Cumhuriyet'in kuruluşunun 10.yılı için Cumhuriyet Meydanı'na dikilen mütevazı hatıra abidesi; hala orada her şeyin tanığı ve sessizce duruyor.
Cumhuriyet'in kuruluşunun 10.yılı için Cumhuriyet Meydanı'na dikilen mütevazı hatıra abidesi; hala orada her şeyin tanığı ve sessizce duruyor.
(Mart 2023)
Şimdi o günlerin
hatırasına Ege’nin kıyısında iki anıt yükseliyor; biri Cumhuriyet Meydanı’nda 1932 yılında açılan İtalyan heykeltıraş Pietro Canonica’nın eseri; yürüyen bir
at sırtında ve “Ordular; İlk hedefiniz
Akdeniz’dir. İleri!” emrini verirken betimlenen Kurtuluş’un Önderi Atatürk’ün heykeli; diğeri ise Prof. Dr. Ferit Özşen tarafından
tasarlanan Gündoğdu Meydanı’nda 2003
yılında tamamlanan ve Milli Mücadele’yi
temsil eden Cumhuriyet Ağacı heykeli…
(Mart 2023)

****************

Yazılı görev A: Aşağıdaki kayıtlarda "shoulder" dizesini içeren kaç satır bulunduğunu belirtin. Büyük-küçük harf ayrımını gözetin ve yalnızca sayıyı yazın.

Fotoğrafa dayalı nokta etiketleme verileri
****************

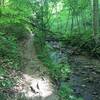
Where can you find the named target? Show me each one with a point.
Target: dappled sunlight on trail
(34, 81)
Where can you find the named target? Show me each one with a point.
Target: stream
(85, 76)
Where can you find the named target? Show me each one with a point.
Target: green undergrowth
(59, 70)
(10, 54)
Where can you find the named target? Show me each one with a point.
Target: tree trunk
(95, 18)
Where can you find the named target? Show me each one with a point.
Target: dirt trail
(34, 83)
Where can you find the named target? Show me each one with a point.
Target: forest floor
(85, 78)
(33, 82)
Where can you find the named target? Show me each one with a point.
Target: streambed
(85, 76)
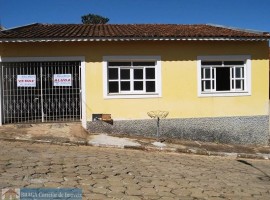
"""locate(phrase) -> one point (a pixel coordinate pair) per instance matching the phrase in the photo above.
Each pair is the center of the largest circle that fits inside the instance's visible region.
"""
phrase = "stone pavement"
(73, 133)
(111, 173)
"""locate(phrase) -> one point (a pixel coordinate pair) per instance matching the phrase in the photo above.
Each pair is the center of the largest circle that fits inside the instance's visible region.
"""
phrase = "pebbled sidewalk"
(74, 134)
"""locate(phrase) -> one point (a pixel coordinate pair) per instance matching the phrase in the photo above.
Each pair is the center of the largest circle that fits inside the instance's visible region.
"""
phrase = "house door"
(40, 91)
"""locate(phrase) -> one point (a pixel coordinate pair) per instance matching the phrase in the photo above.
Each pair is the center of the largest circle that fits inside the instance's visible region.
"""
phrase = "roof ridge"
(241, 29)
(19, 27)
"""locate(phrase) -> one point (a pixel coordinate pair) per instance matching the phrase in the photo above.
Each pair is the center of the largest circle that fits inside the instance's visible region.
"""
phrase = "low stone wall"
(234, 130)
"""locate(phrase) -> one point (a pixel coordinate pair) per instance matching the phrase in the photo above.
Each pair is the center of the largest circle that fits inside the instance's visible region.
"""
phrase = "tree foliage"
(94, 19)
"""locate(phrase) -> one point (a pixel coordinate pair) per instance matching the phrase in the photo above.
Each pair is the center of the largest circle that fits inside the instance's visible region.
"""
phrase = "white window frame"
(233, 92)
(156, 59)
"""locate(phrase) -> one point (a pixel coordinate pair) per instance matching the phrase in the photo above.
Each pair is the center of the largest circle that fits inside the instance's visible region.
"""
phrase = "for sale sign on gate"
(26, 80)
(62, 80)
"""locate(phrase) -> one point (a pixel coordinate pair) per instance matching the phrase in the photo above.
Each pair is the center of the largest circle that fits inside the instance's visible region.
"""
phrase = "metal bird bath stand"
(158, 115)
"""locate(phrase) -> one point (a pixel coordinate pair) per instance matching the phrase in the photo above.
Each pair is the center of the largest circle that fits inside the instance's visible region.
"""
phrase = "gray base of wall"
(233, 130)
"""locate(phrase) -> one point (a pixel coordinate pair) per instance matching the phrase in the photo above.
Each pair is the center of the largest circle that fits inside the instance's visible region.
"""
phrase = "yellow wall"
(179, 76)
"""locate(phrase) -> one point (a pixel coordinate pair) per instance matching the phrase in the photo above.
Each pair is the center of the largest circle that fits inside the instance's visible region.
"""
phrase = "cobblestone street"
(109, 173)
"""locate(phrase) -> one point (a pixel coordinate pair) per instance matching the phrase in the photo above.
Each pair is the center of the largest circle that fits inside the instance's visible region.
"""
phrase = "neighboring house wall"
(230, 119)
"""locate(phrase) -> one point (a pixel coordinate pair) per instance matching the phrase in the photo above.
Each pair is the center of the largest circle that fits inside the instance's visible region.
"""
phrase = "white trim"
(66, 58)
(132, 39)
(40, 59)
(107, 59)
(246, 58)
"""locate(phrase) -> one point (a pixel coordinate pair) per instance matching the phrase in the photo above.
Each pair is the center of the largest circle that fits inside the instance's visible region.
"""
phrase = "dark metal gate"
(41, 91)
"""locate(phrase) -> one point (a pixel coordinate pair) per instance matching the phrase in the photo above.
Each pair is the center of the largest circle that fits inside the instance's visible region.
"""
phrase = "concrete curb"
(194, 151)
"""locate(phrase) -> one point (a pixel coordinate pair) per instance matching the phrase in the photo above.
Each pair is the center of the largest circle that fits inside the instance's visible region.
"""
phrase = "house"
(212, 80)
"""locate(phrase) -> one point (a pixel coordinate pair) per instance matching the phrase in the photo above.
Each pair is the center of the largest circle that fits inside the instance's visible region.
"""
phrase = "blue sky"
(249, 14)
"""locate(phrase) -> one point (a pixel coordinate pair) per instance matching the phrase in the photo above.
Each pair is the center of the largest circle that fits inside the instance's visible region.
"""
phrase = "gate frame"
(48, 59)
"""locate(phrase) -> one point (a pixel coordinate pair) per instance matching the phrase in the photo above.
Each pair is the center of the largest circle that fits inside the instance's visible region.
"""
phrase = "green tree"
(94, 19)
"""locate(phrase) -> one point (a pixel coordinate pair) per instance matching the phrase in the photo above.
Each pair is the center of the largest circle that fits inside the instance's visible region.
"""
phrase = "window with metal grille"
(224, 76)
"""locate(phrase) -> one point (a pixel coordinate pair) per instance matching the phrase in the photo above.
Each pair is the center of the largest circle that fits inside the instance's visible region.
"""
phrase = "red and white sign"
(26, 80)
(62, 80)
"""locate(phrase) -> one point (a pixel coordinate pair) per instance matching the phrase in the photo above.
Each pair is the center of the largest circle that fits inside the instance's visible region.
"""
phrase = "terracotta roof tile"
(73, 31)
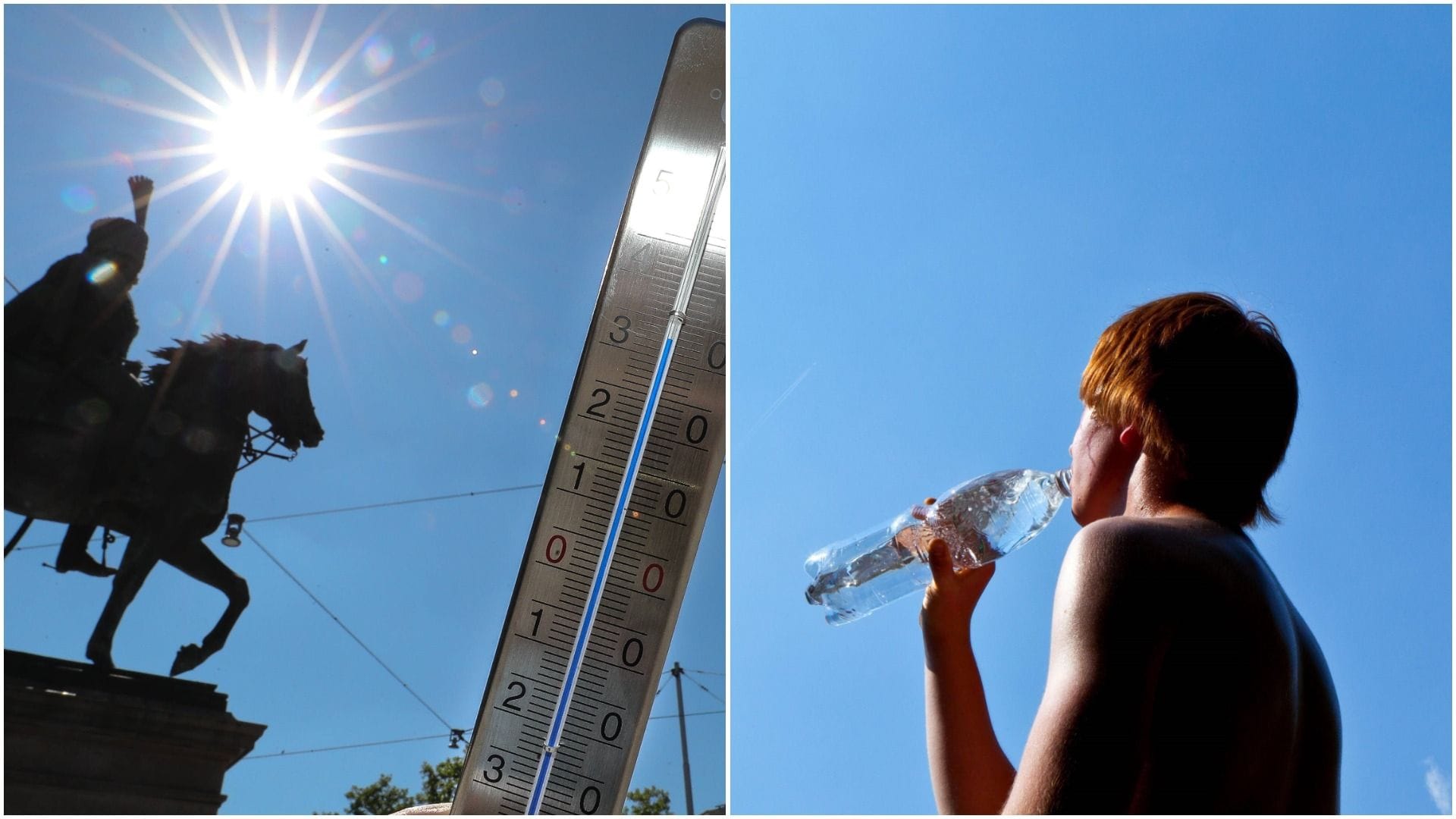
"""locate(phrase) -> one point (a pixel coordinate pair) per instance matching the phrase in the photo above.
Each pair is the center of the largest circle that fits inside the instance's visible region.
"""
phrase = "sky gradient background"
(937, 212)
(511, 206)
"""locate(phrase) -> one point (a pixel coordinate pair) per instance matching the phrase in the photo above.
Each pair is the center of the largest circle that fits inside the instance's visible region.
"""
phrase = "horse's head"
(286, 401)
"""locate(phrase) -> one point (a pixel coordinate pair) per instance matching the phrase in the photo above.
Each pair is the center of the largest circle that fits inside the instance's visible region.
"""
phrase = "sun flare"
(270, 145)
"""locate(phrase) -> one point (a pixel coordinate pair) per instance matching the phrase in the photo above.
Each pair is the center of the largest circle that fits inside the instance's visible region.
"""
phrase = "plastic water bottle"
(982, 519)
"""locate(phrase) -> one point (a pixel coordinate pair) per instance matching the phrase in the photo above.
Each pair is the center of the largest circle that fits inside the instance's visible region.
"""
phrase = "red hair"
(1212, 391)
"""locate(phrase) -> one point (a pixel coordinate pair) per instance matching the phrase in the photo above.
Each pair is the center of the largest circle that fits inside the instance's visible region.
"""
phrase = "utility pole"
(682, 729)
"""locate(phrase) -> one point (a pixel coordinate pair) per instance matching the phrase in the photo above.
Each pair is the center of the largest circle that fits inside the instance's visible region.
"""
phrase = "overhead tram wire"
(344, 509)
(343, 746)
(277, 754)
(347, 630)
(705, 689)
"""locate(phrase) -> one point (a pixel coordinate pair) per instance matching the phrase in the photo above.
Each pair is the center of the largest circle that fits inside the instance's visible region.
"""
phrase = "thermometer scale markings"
(674, 325)
(629, 484)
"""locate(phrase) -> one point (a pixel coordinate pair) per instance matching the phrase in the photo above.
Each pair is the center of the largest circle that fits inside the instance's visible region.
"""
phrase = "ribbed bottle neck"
(1063, 482)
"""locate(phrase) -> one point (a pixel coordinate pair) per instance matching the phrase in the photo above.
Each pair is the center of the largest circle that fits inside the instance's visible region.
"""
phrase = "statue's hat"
(117, 235)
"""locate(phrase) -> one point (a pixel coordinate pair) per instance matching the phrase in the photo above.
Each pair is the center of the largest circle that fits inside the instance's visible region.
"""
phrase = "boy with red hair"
(1181, 676)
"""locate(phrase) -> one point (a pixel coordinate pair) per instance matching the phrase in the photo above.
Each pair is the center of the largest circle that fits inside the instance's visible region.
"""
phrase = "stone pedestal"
(83, 741)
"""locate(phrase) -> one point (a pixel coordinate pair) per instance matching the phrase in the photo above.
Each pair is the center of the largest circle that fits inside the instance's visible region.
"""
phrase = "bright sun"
(270, 145)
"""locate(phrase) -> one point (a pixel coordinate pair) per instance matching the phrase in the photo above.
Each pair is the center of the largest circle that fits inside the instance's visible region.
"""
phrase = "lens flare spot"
(514, 200)
(479, 395)
(492, 93)
(79, 199)
(102, 273)
(408, 287)
(421, 46)
(379, 55)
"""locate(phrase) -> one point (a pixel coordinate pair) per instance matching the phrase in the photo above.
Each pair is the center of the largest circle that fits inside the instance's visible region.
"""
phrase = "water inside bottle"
(981, 521)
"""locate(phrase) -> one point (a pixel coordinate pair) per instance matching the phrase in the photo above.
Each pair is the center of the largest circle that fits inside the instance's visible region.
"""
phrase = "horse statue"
(174, 487)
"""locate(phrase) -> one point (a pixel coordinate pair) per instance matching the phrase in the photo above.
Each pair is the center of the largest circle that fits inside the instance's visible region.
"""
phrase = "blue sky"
(452, 378)
(937, 210)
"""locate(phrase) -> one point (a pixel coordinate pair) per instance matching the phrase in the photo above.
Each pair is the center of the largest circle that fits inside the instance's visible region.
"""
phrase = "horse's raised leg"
(73, 556)
(197, 561)
(136, 566)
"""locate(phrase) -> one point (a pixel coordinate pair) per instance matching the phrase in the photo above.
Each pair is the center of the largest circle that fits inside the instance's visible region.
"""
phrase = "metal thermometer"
(629, 484)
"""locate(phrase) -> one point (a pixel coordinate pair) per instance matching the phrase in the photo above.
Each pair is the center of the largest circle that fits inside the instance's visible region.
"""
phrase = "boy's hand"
(952, 595)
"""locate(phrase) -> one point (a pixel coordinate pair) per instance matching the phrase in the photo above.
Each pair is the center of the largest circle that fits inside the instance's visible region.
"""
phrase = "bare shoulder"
(1112, 580)
(1139, 575)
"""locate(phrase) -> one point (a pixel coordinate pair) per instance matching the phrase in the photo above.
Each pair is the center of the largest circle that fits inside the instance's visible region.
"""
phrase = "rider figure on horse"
(66, 344)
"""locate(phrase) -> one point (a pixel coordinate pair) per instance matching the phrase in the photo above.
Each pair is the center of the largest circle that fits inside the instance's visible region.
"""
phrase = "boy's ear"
(1130, 438)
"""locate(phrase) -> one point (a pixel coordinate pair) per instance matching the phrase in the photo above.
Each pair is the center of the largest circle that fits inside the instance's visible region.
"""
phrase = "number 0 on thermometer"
(629, 484)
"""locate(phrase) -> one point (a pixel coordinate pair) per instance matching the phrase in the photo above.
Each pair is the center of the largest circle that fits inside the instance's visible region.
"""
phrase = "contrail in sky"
(775, 406)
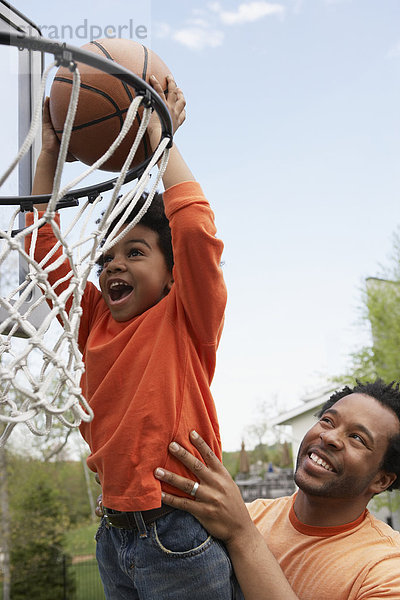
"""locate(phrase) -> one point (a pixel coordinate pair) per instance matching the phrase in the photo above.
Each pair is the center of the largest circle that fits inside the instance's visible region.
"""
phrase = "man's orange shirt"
(148, 379)
(356, 561)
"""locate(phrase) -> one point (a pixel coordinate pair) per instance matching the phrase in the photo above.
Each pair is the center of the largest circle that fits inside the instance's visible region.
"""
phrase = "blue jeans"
(172, 558)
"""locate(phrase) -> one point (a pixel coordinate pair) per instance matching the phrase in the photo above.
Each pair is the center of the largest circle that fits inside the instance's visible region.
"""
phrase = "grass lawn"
(80, 541)
(80, 544)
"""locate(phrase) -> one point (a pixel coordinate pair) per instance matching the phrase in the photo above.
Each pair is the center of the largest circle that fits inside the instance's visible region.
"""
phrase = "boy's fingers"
(181, 483)
(207, 454)
(156, 85)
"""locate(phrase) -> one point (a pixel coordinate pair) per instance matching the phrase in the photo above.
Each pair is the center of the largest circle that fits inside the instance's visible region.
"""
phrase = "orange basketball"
(104, 101)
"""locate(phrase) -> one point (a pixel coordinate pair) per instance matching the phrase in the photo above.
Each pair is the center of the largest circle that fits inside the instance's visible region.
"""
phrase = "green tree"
(380, 312)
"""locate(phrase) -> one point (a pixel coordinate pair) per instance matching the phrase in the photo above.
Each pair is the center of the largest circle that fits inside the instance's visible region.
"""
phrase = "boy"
(149, 341)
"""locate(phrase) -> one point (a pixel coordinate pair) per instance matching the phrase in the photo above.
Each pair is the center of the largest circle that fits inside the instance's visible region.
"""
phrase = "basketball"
(104, 101)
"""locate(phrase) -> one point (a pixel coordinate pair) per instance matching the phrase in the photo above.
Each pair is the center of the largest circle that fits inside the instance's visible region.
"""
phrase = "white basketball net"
(40, 379)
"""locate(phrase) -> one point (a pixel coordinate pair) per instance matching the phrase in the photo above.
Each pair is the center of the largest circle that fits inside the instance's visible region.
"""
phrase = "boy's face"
(135, 275)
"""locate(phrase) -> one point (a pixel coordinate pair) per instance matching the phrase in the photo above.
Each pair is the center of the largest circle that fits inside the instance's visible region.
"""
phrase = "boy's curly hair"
(154, 218)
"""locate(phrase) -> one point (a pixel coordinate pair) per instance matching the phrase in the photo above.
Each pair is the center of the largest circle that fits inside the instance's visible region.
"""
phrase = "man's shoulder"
(383, 531)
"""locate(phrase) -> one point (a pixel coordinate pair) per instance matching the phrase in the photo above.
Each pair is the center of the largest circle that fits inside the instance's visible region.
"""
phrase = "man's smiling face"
(341, 455)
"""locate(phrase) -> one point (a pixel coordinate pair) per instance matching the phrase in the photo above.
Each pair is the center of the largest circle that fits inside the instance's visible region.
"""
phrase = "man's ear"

****************

Yazılı görev B: Ege kıyısındaki anıtları anlatan yukarıdaki metni kaldığı yerden sürdürün.

Cevap A: 2

Cevap B:
Anıtın alt bölümünde bulunan kabartmalardan ön cephedeki; Kurtuluş Savaşı'na katılan kadınlarımız ve askerlerimiz betimlenmiş.
(Mart 2023)
(Mart 2023)
Anıtın sağ alt bölümünde ise Kemalpaşa yolunda Belkahve Mevkii'nde ordunun ilerleyişi anlatılıyor. Dört askerin bir topu iple dağın tepesine çıkarmaya çalışırken, ayrıca silah yüklü bir kağnı ve uzaktan İzmir görünür. Mustafa Kemal Paşa ise Belkahve Mevkii'ndeki asırlık çınar ağacının altındaki bir çeşmeden avuçlarıyla su içmektedir.
(Mart 2023)
Pasaport ya da Gümrük
Kıyıyı takip ederek Cumhuriyet Meydanı’na oradan da Pasaport’a doğru yürüdük. Pasaport’un alâmetifarikası; Osmanlı’nın
gümrük binası, şimdinin şehir hatları vapurlarının tarihi Pasaport İskelesi, bütün yaşadıklarına rağmen hala ayaktaydı ve
hala hayatımızın tam ortasındaydı; o sarı, sapsarı badanalı haliyle.
(Mart 2023)
Pasaport'tayız. Rıhtımda balık tutanlar mevzilenmiş.
(Mart 2023)
(MYC; Mart 2023)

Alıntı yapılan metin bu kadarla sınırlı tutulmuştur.